━━━ 出典 ━━━
説明

超電導電磁石及び超電導磁場形成装置

【課題】外層コイル励磁用の電源に求められる電圧容量を小さく抑えながら内層コイルの迅速な立上げを行うことを可能にする。
【解決手段】超電導マグネット20は、主磁場形成用の外層コイル21と、内層コイル22とを備える。内層コイル22は、主磁場を補強するための補強用コイル23に加えて電磁誘導抑制用コイル24を含む。この電磁誘導抑制用コイル24は、外層コイル21が励磁された状態で補強用コイル23の励磁が立上がる時に外層コイルに発生する誘導電圧を低下させる向きに励磁される。

【発明の詳細な説明】
【技術分野】
【0001】
本発明は、超電導コイルを用いて強磁場を形成するための技術に関する。
【背景技術】
【0002】
核磁気共鳴(NMR)分析装置や画像診断装置(MRI)、シリコン単結晶育成、物性研究等において強磁場を形成するための手段として、一般に超電導電磁石が用いられる。この超電導電磁石は、所定の中心軸回りに超電導線材を巻回することにより構成された超電導コイルを備え、当該超電導コイルの内側空間に磁場を形成するものである。
【0003】
従来、前記超電導コイルを構成する超電導線材には、比較的安価で実績のあるNbTi系超電導材やNbSn系超電導材が多用される。しかし、これらの超電導材の臨界磁場はそれぞれ約10T、約25Tであるので、当該超電導材を用いて実際の形成することができる磁場の強さは実用上22T程度が限界とされている。それ以上の強磁場を形成するためには、前記NbTi系超電導材やNbSn系超電導材よりも臨界磁場の高い新世代の超電導線材(例えばNbAl超電導材や酸化物超電導材)を組み合わせて使用する必要がある。
━━━ 記録データ ━━━
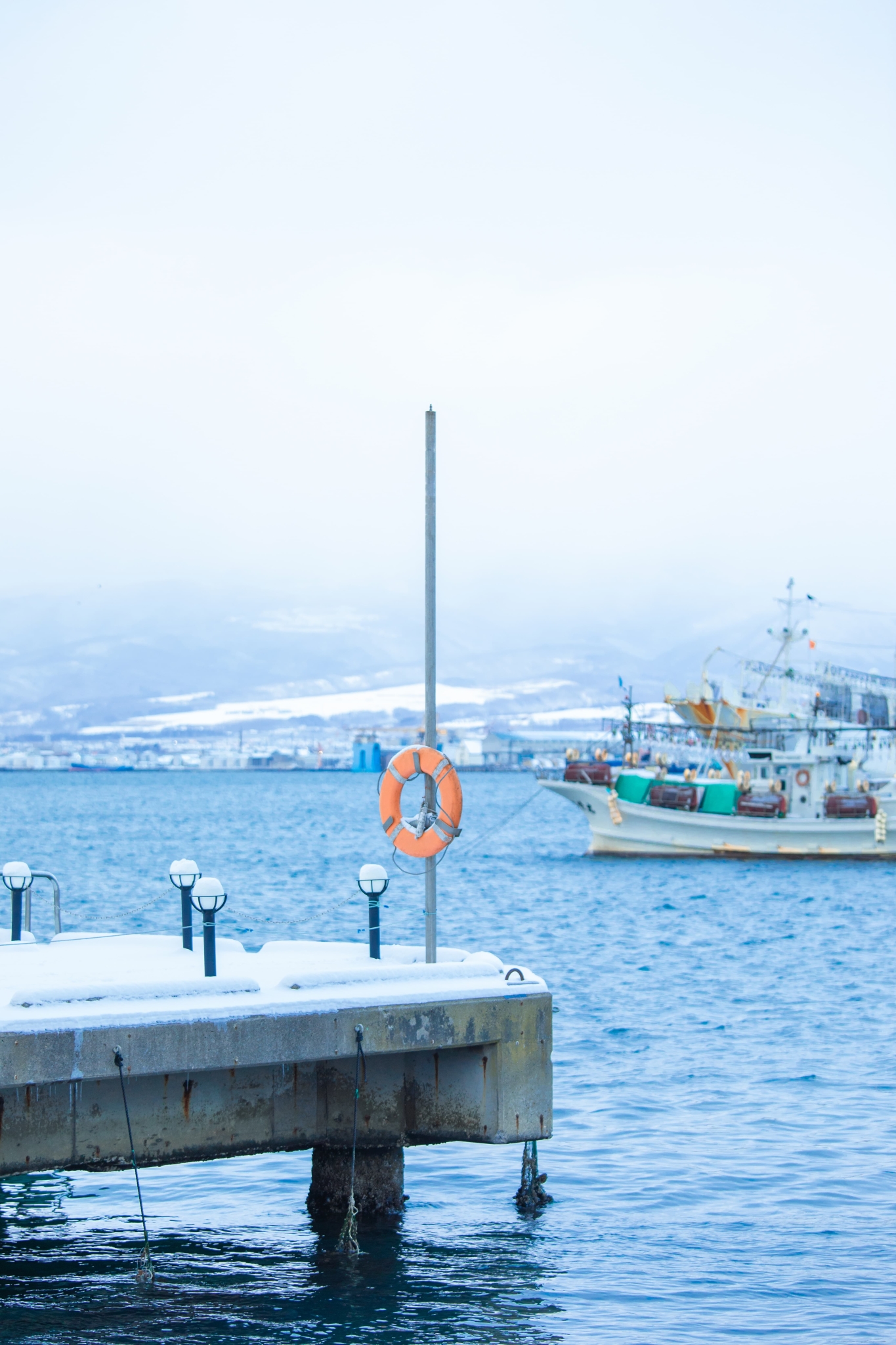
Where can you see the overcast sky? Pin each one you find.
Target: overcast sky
(640, 257)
━━━
設問:
1. 次の(a)〜(c)が超電導電磁石に関する出典の内容と合うかどうか、それぞれ「はい」か「いいえ」で答え、判断の決め手となる出典の語句をそのまま引用せよ。
(a) 内層コイル22は、補強用コイル23と電磁誘導抑制用コイル24の両方を含む。
(b) 電磁誘導抑制用コイル24は、外層コイルに発生する誘導電圧を高める向きに励磁される。
(c) NbTi系超電導材などを用いて形成できる磁場の強さは、実用上22T程度が限界とされている。
2. 超電導電磁石に関する出典の最後の文に続けて、その先を書き進めてください。
記録データの行はここでは使わない。

解答一覧:
1.
(a) はい。「内層コイル22は、主磁場を補強するための補強用コイル23に加えて電磁誘導抑制用コイル24を含む。」
(b) いいえ。「外層コイルに発生する誘導電圧を低下させる向きに励磁される。」
(c) はい。「実用上22T程度が限界とされている。」

2.
【0004】
例えば特許文献1には、前記NbTi系超電導材やNbSn系超電導材により構成される外層コイルの内側であってこれと同軸となる位置に、前記NbAl超電導材や酸化物超電導材からなる内層コイルが配置された超電導電磁石が開示されている。この超電導電磁石では、前記外層コイルが内側空間に主磁場を形成し、これを前記内層コイルが補強する。これにより、当該内側空間に強磁場が形成される。
【特許文献1】特開2005−33039号公報
【発明の開示】
【発明が解決しようとする課題】
【0005】
前記のような外層コイル及び内層コイルを併有する超電導電磁石を立ち上げる方法として、両コイルを直列に接続して共通の電源に接続し、同時に立ち上げる方法と、前記外層コイル及び前記内層コイルにそれぞれ別の電源を接続し、これらのコイルを別個に励磁する方法とが考えられる。しかし、いずれの方法にも次のような利害得失がある。
【0006】
前者の方法では、励磁作業が一度で済むという利点を有する反面、内層コイル及び外層コイルの定格電流値を合致させる設計が必要であるという制約がある。従って、かかる設計が困難な電磁石には適用することができない。例えば、前記特許文献1に記載される超電導電磁石では、外層コイルを構成する材料と内層コイルを構成する材料との相違から、前記設計は困難となる。つまり、各コイルでの磁場発生効率を高めるためには、超電導線材を覆う絶縁被覆の断面積に対する超電導線材の断面積の比率を高くすることが好ましく、そのため当該超電導線材の断面積を極力大きくすることが望まれるが、この断面積の限界値には材料によって差があるため(現時点ではNbAl超電導材や酸化物超電導材の方が小さい)、外層コイルを構成する超電導線材の断面積と内層コイルを構成する超電導線材の断面積とを等しく設定することは実用上難しい。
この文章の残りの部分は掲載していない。